AIM OF THE EXERCISE
In the entries below, find the line with "Worksheet item 7: Locate every instance of the joma advertising" and the line with "Worksheet item 7: Locate every instance of the player in blue". Return those two lines and all lines between them, exactly.

Source records:
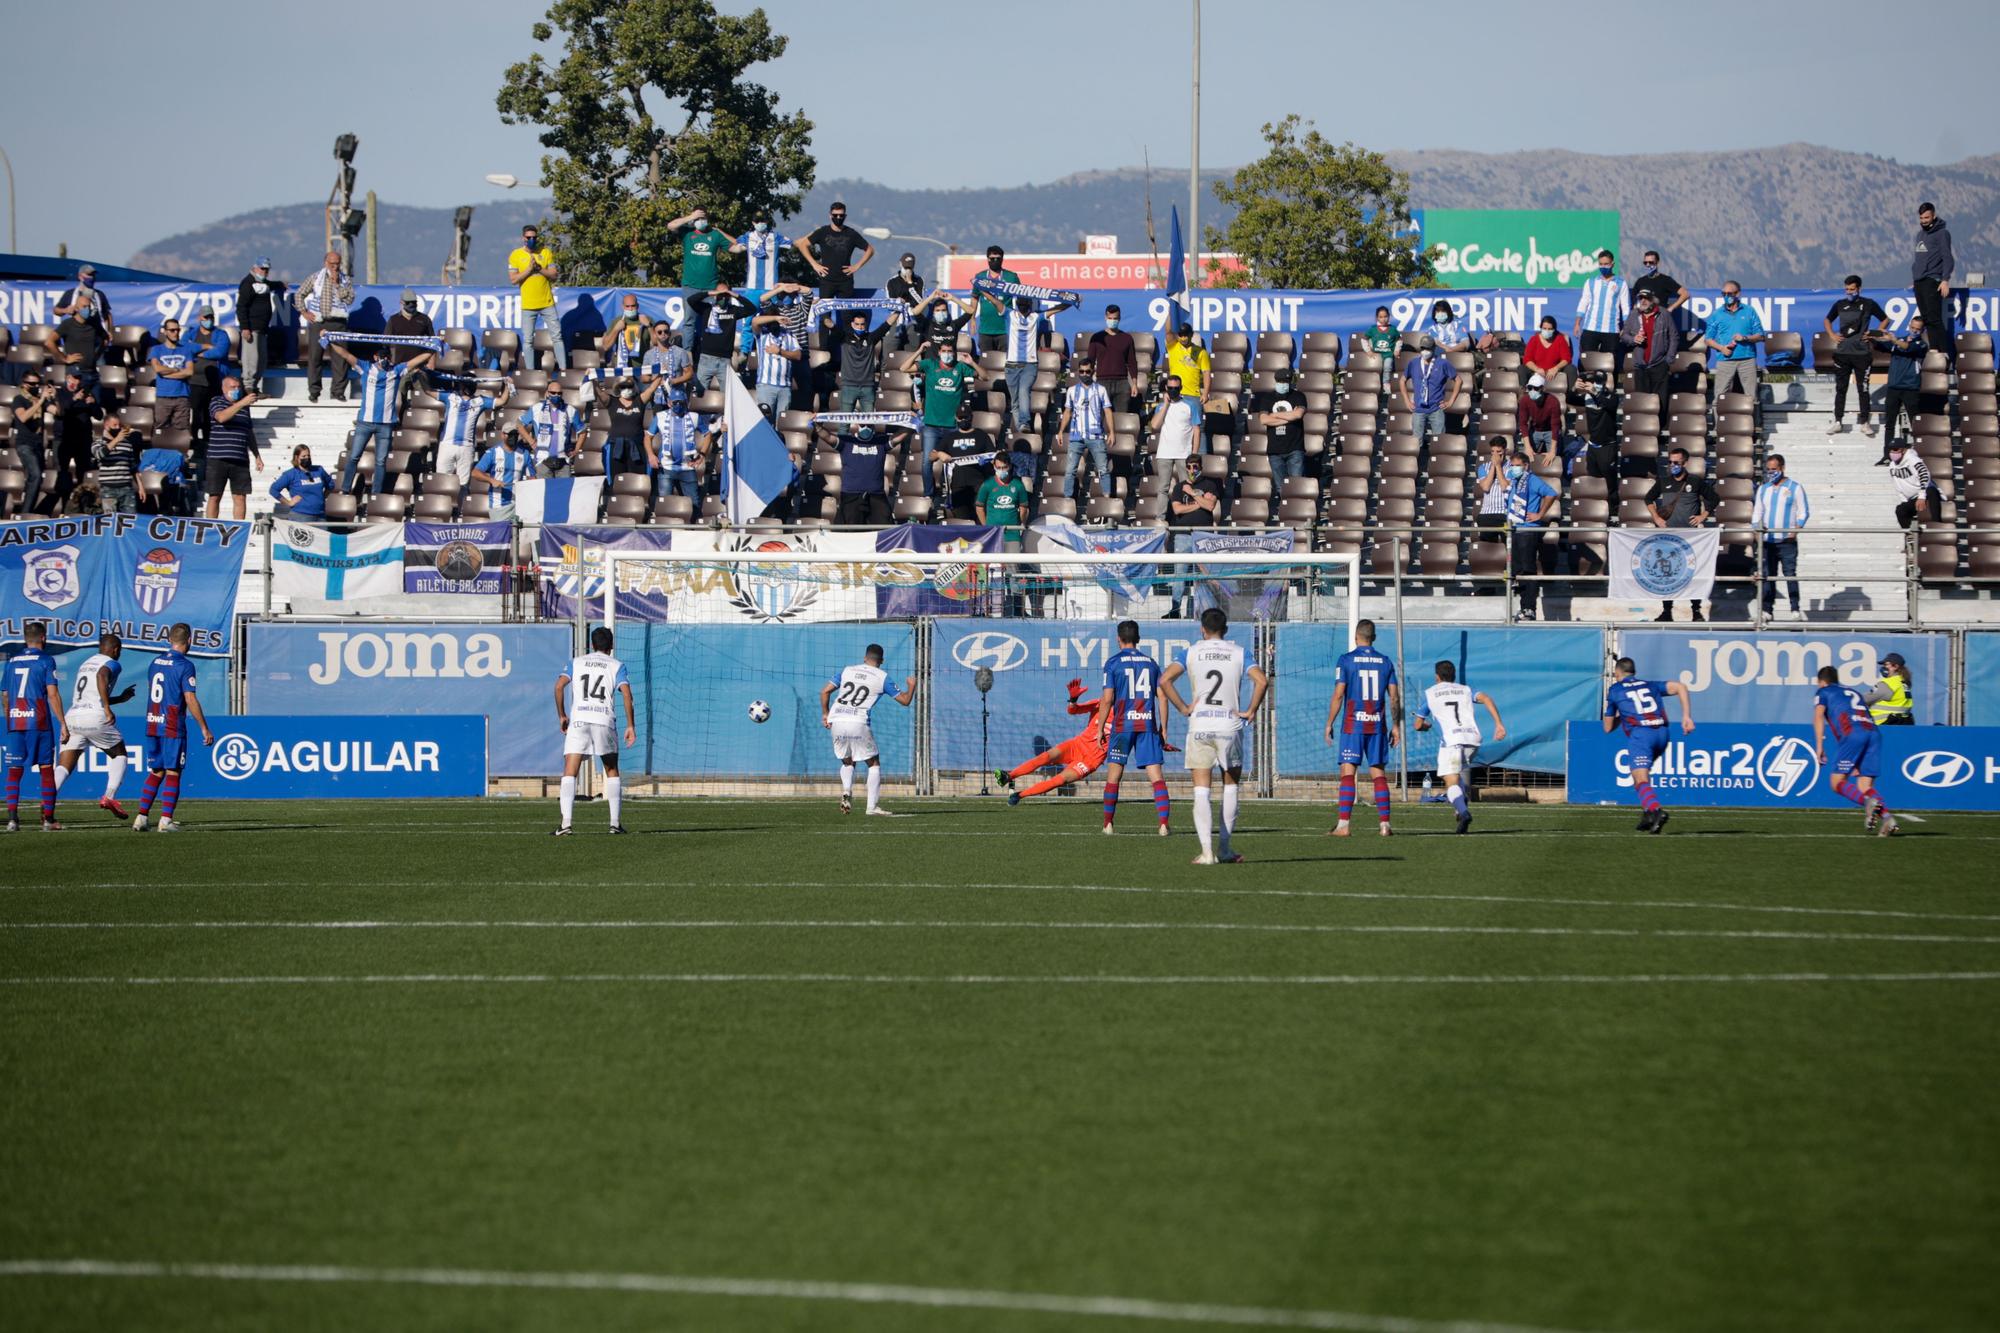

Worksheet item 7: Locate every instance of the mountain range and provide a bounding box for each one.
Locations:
[126,143,1997,291]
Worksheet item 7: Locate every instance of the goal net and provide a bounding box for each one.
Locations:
[556,539,1364,798]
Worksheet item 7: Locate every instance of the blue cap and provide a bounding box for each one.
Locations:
[254,257,272,269]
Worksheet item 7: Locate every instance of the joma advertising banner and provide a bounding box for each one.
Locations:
[1615,630,1948,726]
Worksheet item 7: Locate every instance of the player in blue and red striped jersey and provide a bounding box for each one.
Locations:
[1812,665,1898,837]
[1603,656,1695,834]
[1096,619,1172,835]
[4,620,69,833]
[1323,619,1402,837]
[133,623,215,833]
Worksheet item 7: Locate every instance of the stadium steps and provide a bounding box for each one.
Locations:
[233,400,360,615]
[1759,379,1909,621]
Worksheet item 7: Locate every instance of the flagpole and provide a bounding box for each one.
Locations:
[1188,0,1200,293]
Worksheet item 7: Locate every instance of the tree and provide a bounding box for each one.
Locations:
[1206,116,1437,290]
[496,0,816,285]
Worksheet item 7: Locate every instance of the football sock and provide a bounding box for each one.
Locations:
[839,762,855,796]
[559,776,576,827]
[158,773,180,820]
[1151,780,1170,824]
[1634,775,1662,814]
[138,771,161,816]
[1102,781,1120,823]
[1833,777,1865,807]
[605,777,622,827]
[39,765,55,821]
[53,763,71,793]
[104,755,125,802]
[1336,778,1355,823]
[4,766,19,818]
[866,765,882,810]
[1192,787,1213,855]
[1219,784,1238,857]
[1373,776,1392,826]
[1446,781,1469,818]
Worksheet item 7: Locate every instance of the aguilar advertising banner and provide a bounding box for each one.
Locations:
[1615,629,1948,726]
[871,523,1003,618]
[1567,721,2000,812]
[66,716,489,799]
[244,623,573,776]
[403,521,511,594]
[1420,209,1621,289]
[1272,624,1602,777]
[13,281,1995,369]
[0,515,249,654]
[931,618,1257,775]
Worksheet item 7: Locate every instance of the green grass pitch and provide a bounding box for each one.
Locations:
[2,796,1996,1332]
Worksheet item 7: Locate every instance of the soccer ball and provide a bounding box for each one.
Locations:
[747,700,772,724]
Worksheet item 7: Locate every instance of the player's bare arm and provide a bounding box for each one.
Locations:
[1325,683,1347,744]
[1812,703,1830,763]
[818,680,836,728]
[618,682,637,749]
[47,679,69,747]
[1240,666,1270,722]
[1388,683,1404,749]
[1667,680,1695,733]
[185,689,214,747]
[1158,662,1190,717]
[554,673,572,733]
[894,676,916,708]
[1476,691,1507,741]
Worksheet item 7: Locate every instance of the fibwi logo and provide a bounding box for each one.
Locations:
[133,545,181,613]
[22,545,82,611]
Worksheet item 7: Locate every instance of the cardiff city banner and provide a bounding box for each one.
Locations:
[1608,528,1720,603]
[1615,629,1948,726]
[1273,624,1602,777]
[403,520,511,594]
[73,715,489,799]
[1567,721,2000,812]
[871,523,1003,618]
[1419,209,1621,289]
[930,617,1257,775]
[0,514,249,655]
[245,623,574,777]
[1180,529,1294,622]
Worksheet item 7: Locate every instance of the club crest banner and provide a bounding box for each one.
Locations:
[1608,528,1720,602]
[0,515,249,654]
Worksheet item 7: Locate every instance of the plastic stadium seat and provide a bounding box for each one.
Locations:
[321,495,360,523]
[460,494,491,521]
[411,494,456,522]
[1226,498,1269,526]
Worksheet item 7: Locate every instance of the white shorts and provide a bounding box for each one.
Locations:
[436,442,476,486]
[1184,732,1242,773]
[563,721,618,758]
[62,715,124,754]
[830,725,877,763]
[1436,743,1479,778]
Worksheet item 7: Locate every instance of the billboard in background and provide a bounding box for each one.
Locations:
[66,716,488,799]
[0,514,250,654]
[1418,209,1621,288]
[244,623,574,776]
[1568,721,2000,812]
[939,253,1248,290]
[1615,630,1947,727]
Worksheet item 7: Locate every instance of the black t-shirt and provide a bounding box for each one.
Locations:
[606,404,645,439]
[1566,386,1617,445]
[838,432,894,494]
[1826,295,1888,356]
[691,292,755,359]
[831,323,889,386]
[937,428,998,511]
[11,391,47,452]
[886,273,926,306]
[1168,475,1223,526]
[1630,271,1681,308]
[56,316,104,367]
[807,224,866,272]
[1252,387,1305,456]
[56,388,103,448]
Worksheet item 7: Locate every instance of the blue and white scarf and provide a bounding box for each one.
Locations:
[812,411,921,432]
[811,296,910,322]
[972,276,1080,306]
[318,330,446,354]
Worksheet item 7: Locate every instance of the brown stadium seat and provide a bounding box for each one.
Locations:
[322,495,361,524]
[411,494,456,522]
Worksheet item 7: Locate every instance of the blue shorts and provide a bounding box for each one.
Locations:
[143,734,188,772]
[1339,729,1391,769]
[1624,727,1669,772]
[1833,730,1882,779]
[1107,730,1165,769]
[3,729,55,768]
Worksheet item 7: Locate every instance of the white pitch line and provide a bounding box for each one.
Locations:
[5,971,1999,989]
[4,920,1996,946]
[25,880,2000,925]
[0,1257,1600,1333]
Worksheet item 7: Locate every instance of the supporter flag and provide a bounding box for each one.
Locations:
[722,371,798,524]
[872,523,1003,618]
[1165,205,1190,327]
[1183,529,1293,621]
[1608,527,1721,603]
[1030,515,1166,604]
[271,520,403,601]
[514,477,604,526]
[403,520,511,594]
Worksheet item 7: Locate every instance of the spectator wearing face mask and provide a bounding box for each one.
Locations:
[905,339,980,494]
[185,308,230,448]
[816,418,906,525]
[641,321,694,412]
[797,202,873,298]
[1165,325,1212,422]
[92,417,140,514]
[204,375,265,521]
[731,211,791,332]
[1400,336,1457,447]
[1253,370,1308,485]
[1644,447,1718,622]
[973,246,1020,354]
[1704,281,1766,409]
[1149,375,1200,493]
[1360,306,1399,373]
[1620,288,1679,404]
[508,223,563,372]
[750,308,803,418]
[1517,374,1562,461]
[1823,276,1887,438]
[147,319,196,440]
[648,401,710,504]
[884,253,926,350]
[1521,317,1573,382]
[669,207,726,352]
[1572,250,1630,372]
[1885,439,1939,530]
[1911,202,1956,367]
[296,250,356,400]
[268,445,337,520]
[1629,249,1692,343]
[433,374,511,491]
[1167,456,1224,609]
[1005,295,1071,432]
[1502,445,1559,621]
[1566,370,1619,490]
[1751,453,1809,623]
[329,340,433,495]
[235,258,285,395]
[53,263,111,337]
[827,308,899,413]
[976,453,1033,541]
[1086,306,1139,416]
[604,380,650,479]
[44,301,107,404]
[599,295,654,371]
[684,283,758,393]
[1872,317,1929,464]
[1425,300,1497,359]
[933,407,998,519]
[9,372,57,516]
[1058,361,1114,499]
[386,288,436,393]
[909,289,974,355]
[1474,438,1512,536]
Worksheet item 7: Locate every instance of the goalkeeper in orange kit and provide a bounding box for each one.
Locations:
[996,678,1110,804]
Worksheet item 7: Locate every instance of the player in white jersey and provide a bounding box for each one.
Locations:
[552,627,637,836]
[818,642,915,815]
[53,632,137,819]
[1160,609,1269,864]
[1412,660,1506,835]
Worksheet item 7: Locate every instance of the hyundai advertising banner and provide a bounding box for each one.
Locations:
[62,716,489,799]
[244,623,574,777]
[1567,722,2000,811]
[1615,630,1948,726]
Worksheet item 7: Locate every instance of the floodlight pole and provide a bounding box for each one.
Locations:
[0,144,16,253]
[1188,0,1200,293]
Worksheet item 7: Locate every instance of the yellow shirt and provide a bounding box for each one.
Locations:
[1166,341,1211,399]
[509,245,557,310]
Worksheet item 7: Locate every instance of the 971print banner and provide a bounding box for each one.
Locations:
[0,515,250,654]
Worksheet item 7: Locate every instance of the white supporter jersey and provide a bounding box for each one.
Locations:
[68,652,118,720]
[828,663,889,729]
[564,652,628,727]
[1424,682,1482,748]
[1182,640,1248,737]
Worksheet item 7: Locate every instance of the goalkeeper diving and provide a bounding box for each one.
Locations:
[994,678,1110,804]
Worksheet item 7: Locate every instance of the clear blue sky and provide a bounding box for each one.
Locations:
[3,0,1993,264]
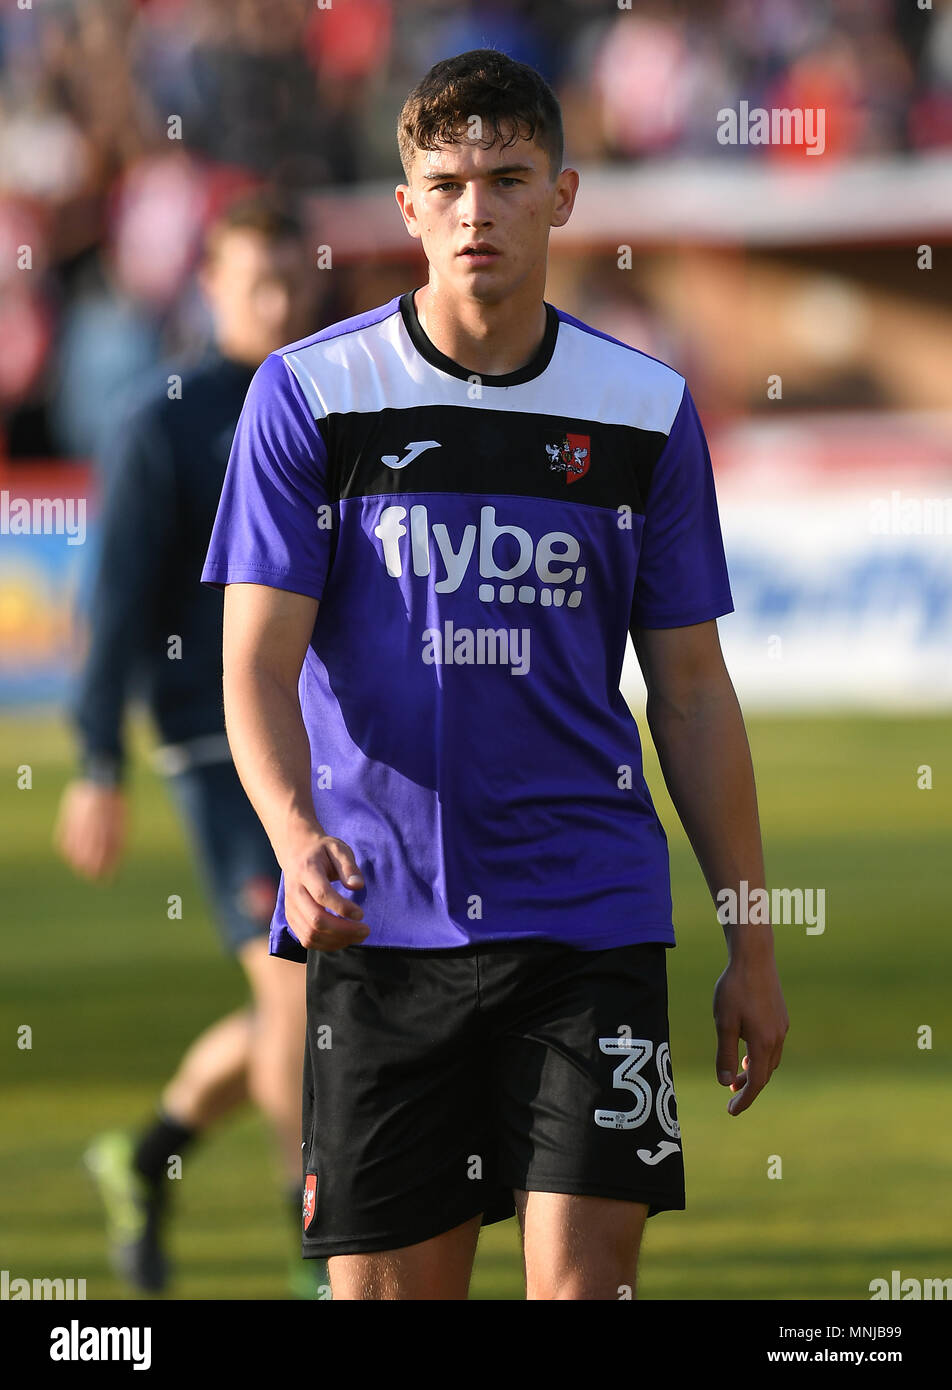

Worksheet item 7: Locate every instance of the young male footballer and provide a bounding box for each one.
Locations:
[202,49,789,1300]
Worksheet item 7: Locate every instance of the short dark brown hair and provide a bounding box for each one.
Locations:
[204,189,305,262]
[398,49,563,183]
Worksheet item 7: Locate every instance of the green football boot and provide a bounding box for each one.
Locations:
[83,1131,169,1294]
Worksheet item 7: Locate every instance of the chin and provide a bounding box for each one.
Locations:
[450,266,512,302]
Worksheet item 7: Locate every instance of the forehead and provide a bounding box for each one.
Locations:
[214,227,305,269]
[413,129,546,177]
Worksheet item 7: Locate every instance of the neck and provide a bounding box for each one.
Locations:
[414,280,548,378]
[214,337,272,368]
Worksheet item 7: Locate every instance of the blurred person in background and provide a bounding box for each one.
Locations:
[53,190,326,1299]
[164,0,362,187]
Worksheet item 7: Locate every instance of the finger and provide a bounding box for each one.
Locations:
[729,1053,750,1086]
[86,829,112,879]
[715,1029,739,1086]
[294,917,370,951]
[101,826,124,875]
[289,882,369,945]
[301,869,364,921]
[323,840,365,891]
[752,1041,784,1081]
[90,826,109,870]
[98,848,121,880]
[71,833,99,878]
[728,1053,769,1115]
[289,906,370,949]
[54,808,79,865]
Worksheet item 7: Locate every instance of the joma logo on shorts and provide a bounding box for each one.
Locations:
[374,504,587,607]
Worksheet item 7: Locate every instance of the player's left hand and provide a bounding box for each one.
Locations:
[712,953,789,1116]
[54,779,127,880]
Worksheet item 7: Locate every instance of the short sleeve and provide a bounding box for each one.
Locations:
[201,352,332,600]
[72,397,176,771]
[630,382,734,629]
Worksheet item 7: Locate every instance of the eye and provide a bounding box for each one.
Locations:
[429,178,523,192]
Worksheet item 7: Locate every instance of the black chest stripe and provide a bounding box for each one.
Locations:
[319,405,664,515]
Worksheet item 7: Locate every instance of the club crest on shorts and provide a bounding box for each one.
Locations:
[303,1173,318,1230]
[544,433,590,484]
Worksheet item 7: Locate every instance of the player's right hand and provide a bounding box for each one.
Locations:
[282,834,369,951]
[54,779,127,879]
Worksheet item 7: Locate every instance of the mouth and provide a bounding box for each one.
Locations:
[458,243,501,263]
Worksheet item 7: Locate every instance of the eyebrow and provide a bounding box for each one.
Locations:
[421,164,535,181]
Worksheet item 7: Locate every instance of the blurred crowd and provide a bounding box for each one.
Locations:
[0,0,949,460]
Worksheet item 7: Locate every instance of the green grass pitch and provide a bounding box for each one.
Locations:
[1,711,949,1299]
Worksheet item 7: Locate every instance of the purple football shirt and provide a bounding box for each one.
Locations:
[202,290,734,960]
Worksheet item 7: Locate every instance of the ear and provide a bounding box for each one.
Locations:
[394,183,423,241]
[550,167,579,230]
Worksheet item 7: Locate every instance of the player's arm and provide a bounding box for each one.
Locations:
[203,352,362,950]
[55,406,171,878]
[630,618,789,1116]
[221,580,368,952]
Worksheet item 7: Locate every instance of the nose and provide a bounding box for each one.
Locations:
[254,280,291,328]
[459,181,494,231]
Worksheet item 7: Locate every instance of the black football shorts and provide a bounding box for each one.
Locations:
[301,937,685,1258]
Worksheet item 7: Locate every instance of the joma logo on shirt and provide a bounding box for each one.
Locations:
[373,504,587,607]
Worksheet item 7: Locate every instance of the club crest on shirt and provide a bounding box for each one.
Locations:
[545,433,590,484]
[303,1173,317,1230]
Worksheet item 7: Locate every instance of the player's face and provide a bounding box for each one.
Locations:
[201,229,320,362]
[396,132,577,306]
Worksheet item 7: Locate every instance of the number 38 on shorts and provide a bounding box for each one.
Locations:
[594,1036,681,1140]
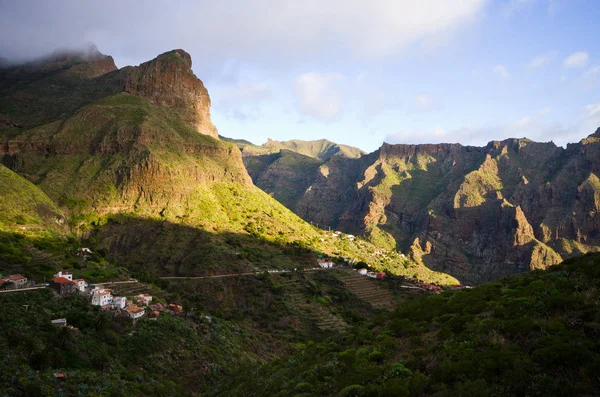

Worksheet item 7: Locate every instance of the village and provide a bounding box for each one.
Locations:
[1,244,469,328]
[1,259,184,325]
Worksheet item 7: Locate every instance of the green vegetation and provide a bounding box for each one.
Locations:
[222,253,600,396]
[0,164,64,232]
[91,181,457,285]
[0,289,265,396]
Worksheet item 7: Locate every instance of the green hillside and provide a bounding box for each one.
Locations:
[222,253,600,396]
[0,164,64,233]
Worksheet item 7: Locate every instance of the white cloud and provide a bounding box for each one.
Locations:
[0,0,490,66]
[295,72,345,121]
[527,52,557,70]
[385,103,600,148]
[493,65,512,80]
[211,75,274,121]
[563,52,590,69]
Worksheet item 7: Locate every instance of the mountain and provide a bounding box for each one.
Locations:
[0,48,453,285]
[260,138,365,160]
[243,135,600,284]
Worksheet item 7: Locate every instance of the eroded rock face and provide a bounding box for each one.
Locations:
[0,48,248,218]
[124,49,218,139]
[245,133,600,284]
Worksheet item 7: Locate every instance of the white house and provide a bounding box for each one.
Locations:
[358,268,368,275]
[72,279,88,292]
[113,296,126,309]
[91,288,112,306]
[317,259,335,269]
[53,271,72,281]
[124,305,145,320]
[366,272,378,279]
[2,275,28,288]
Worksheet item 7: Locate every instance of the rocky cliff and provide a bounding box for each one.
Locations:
[123,49,218,138]
[244,133,600,284]
[0,48,246,219]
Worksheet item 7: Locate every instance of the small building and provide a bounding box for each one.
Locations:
[54,373,68,381]
[91,288,112,306]
[51,318,67,327]
[148,310,160,318]
[169,304,183,313]
[155,303,165,311]
[50,277,76,295]
[72,279,88,292]
[53,271,72,281]
[376,272,386,280]
[0,274,28,289]
[366,272,378,279]
[358,268,368,275]
[317,259,335,269]
[136,294,152,305]
[113,296,126,309]
[124,305,145,320]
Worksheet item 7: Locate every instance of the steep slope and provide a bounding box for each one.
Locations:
[243,134,600,284]
[233,137,371,222]
[0,48,453,285]
[223,253,600,396]
[0,164,64,233]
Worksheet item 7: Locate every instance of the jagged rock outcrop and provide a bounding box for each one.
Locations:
[243,133,600,284]
[123,49,218,138]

REPLY
Worksheet item 7: Locate every instance of the joma advertising banner and provide a bounding box for each one.
Locations:
[1615,630,1948,726]
Worksheet item 7: Locate every instance of the player in blue and red striped jersey and provide a bounding box for each one.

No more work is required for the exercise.